Exercise task> Return the full material exactly.

Materials provided>
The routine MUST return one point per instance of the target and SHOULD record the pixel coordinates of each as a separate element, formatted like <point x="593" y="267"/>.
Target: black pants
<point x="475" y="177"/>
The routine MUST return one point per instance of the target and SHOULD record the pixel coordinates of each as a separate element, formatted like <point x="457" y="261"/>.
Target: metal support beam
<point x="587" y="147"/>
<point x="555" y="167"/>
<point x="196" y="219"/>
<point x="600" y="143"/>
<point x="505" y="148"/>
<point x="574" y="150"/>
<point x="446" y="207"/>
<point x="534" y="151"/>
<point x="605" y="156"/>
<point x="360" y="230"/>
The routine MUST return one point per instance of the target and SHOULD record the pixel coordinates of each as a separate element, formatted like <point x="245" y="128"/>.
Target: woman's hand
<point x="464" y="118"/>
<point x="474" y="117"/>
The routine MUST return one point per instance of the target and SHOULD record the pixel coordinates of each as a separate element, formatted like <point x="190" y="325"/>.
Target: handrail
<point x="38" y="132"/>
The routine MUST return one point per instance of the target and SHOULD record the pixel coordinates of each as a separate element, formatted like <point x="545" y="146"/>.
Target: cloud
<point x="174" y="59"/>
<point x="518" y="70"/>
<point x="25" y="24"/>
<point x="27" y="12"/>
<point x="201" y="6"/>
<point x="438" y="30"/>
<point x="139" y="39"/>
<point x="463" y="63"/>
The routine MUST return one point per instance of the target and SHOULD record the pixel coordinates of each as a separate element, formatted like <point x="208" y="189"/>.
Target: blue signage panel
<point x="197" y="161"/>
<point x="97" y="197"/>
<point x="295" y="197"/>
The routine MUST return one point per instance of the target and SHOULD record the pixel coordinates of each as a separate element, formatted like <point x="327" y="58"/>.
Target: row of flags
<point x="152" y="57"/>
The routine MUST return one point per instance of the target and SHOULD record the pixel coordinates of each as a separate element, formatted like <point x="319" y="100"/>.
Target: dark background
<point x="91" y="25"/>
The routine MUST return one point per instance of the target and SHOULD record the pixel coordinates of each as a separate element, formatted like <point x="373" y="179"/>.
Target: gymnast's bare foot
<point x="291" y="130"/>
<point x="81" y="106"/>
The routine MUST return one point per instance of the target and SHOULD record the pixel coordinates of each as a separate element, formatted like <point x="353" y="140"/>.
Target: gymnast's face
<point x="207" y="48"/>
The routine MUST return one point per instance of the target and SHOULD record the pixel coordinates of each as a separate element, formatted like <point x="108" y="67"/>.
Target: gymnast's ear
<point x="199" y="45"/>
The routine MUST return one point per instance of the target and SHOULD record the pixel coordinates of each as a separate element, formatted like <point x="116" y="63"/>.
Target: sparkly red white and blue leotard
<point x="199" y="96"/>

Task response>
The routine MUST return one point per instance of the target and SHOULD record the pixel coordinates of each as a separate element, formatted like <point x="593" y="267"/>.
Target: black pants
<point x="475" y="177"/>
The routine MUST return one point per instance of the target and SHOULD record the pixel coordinates of each as a separate element, formatted like <point x="457" y="261"/>.
Target: metal support beam
<point x="587" y="147"/>
<point x="555" y="167"/>
<point x="196" y="219"/>
<point x="600" y="143"/>
<point x="505" y="148"/>
<point x="574" y="150"/>
<point x="446" y="207"/>
<point x="534" y="151"/>
<point x="605" y="156"/>
<point x="360" y="230"/>
The routine MUST return one point per instance of the target and SHOULD record the pixel coordinates of each as a separate element, formatted like <point x="245" y="128"/>.
Target: woman's hand
<point x="464" y="118"/>
<point x="474" y="117"/>
The routine MUST return one point per instance of the target and SHOULD record the pixel coordinates of each as a separate element, formatted like <point x="190" y="325"/>.
Target: handrail
<point x="38" y="132"/>
The routine MUST return one point per instance of the target and SHOULD record the pixel coordinates of each as a separate element, formatted like <point x="545" y="146"/>.
Target: cloud
<point x="174" y="59"/>
<point x="518" y="70"/>
<point x="25" y="24"/>
<point x="27" y="12"/>
<point x="201" y="6"/>
<point x="438" y="30"/>
<point x="139" y="39"/>
<point x="463" y="63"/>
The routine MUST return one point per instance of the target and SHOULD record the pixel coordinates of each as a separate element, formatted like <point x="208" y="189"/>.
Target: blue signage panel
<point x="197" y="161"/>
<point x="97" y="197"/>
<point x="295" y="197"/>
The routine MUST return one point per instance of the target and SHOULD record the pixel coordinates of each as a separate element, formatted like <point x="327" y="58"/>.
Target: row of flags
<point x="152" y="57"/>
The routine MUST return one point per instance of the target and SHOULD record the pixel coordinates of each as a separate element, formatted like <point x="319" y="100"/>.
Target: dark background
<point x="91" y="25"/>
The routine MUST return one point per instance of the target and SHOULD record the pixel coordinates of each as a separate element, formatted like <point x="373" y="179"/>.
Target: gymnast's bare foot
<point x="291" y="130"/>
<point x="81" y="106"/>
The routine MUST return one point per instance of the target and SHOULD record the pixel coordinates of each as a separate element, formatted like <point x="353" y="140"/>.
Target: gymnast's face
<point x="207" y="48"/>
The routine MUST return one point per instance of the target and SHOULD record the pixel coordinates of each as a separate element, formatted like <point x="108" y="67"/>.
Target: gymnast's ear
<point x="199" y="45"/>
The routine MUST return one point per instance of the target and SHOULD record the pixel coordinates of each as a separate element, formatted like <point x="116" y="63"/>.
Target: sparkly red white and blue leotard
<point x="199" y="96"/>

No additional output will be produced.